------ RECORDED INFORMATION
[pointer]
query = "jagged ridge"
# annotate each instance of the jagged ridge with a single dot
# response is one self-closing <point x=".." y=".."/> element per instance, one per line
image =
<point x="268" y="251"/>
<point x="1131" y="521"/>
------------
DO THIS:
Render all of the data above as a two-column CSV with the headers input and output, giving each input one row that holds its text and its answer. Wrap every value in double quotes and replace line breaks inside a value with spaces.

COMPLETE RESPONSE:
input,output
"[pointer] query = ""jagged ridge"" # annotate each instance of the jagged ridge with a single dot # response is one self-closing <point x="".."" y=""..""/> element per instance, one per line image =","<point x=""268"" y=""251""/> <point x=""1131"" y=""521""/>"